_TO BE DONE:_
Exact copies are required of the lines from the line containing "white van in" through the final line of the listing, both included, and of no other lines.

_Point labeling examples:_
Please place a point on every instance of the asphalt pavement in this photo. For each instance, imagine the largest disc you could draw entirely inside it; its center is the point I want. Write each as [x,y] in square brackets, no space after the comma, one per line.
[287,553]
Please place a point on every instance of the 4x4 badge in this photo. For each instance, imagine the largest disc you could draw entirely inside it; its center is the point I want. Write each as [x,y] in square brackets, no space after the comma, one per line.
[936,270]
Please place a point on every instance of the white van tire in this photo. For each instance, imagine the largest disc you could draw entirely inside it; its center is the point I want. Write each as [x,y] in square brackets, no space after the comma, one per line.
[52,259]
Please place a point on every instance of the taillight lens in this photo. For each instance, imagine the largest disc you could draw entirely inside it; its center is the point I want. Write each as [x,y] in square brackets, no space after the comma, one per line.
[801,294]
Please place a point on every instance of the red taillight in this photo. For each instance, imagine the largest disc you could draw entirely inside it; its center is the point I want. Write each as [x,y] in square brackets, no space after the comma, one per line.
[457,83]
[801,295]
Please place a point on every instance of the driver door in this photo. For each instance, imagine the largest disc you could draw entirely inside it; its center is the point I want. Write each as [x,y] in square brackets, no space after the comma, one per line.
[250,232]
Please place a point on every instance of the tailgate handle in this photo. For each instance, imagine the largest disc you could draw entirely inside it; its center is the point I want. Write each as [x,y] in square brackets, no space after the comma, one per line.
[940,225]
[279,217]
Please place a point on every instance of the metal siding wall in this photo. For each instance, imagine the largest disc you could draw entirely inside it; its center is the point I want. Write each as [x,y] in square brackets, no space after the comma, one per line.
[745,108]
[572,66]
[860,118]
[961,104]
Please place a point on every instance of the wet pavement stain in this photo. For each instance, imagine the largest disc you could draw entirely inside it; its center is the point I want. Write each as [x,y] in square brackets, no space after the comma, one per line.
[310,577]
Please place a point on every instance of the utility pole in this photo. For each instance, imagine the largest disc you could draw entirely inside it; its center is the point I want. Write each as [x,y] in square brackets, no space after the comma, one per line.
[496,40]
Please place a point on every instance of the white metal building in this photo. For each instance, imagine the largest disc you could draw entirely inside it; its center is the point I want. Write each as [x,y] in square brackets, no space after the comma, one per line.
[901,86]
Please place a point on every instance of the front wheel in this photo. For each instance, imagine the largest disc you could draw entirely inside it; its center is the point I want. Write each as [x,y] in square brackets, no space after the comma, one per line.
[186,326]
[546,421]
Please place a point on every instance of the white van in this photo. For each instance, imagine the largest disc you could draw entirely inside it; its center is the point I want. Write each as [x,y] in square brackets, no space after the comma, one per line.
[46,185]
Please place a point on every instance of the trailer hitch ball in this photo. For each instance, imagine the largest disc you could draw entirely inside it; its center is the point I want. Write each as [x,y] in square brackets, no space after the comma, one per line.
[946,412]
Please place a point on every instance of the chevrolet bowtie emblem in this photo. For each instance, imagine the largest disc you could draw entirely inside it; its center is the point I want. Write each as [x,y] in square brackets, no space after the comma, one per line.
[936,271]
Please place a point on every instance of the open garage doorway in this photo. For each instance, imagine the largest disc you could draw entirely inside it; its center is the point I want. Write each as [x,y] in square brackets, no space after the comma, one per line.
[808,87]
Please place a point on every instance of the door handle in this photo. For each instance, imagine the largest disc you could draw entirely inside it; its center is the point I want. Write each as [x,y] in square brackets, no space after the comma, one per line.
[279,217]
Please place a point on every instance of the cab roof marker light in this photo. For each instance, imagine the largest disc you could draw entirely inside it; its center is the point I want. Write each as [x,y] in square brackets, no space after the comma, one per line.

_SOLUTION TO THIS EXERCISE:_
Please place a point on every instance of the white van in this photo. For each instance, imagine the largest disc you could draw entirely inside it; its center is the point I want. Write each as [x,y] in square brackets, no space after the comma, one per line.
[46,185]
Please place a point on every instance of the trailer hitch ball in this photo. For each instance, imagine the largest disc you could draw entirely inside it; its center is the point I want. Write each as [x,y] in square brackets, no space after the comma, one per line.
[946,412]
Please place a point on every instance of the chevrolet bowtie emblem in this photo. For each instance, imagine the largest disc you could draw entirely inside it; its center is the point I want. Write each as [x,y] in square brackets, no space after the comma, one per line.
[936,271]
Please place a point on every instance of the open garage doorway in this photo. For each instance, imagine the largest disc you could draw entirely inside it; its center is the point I want. Write each as [x,y] in square brackets, no space after the comma, one per line.
[808,87]
Please place a point on every instance of the door handle in this photo. For each instance, imagine the largest disc you could draw entirely inside it; its center is the point I want. Write each as [x,y] in square brackets, no space after the comma, one per line.
[279,217]
Please place a point on every instance of the cab roof marker light in this photo. For each instance, imagine the largest disc you could draw entirely inside it; its center is the point I want. Write each as [x,y] in square brackets, no space after the comma, one per line.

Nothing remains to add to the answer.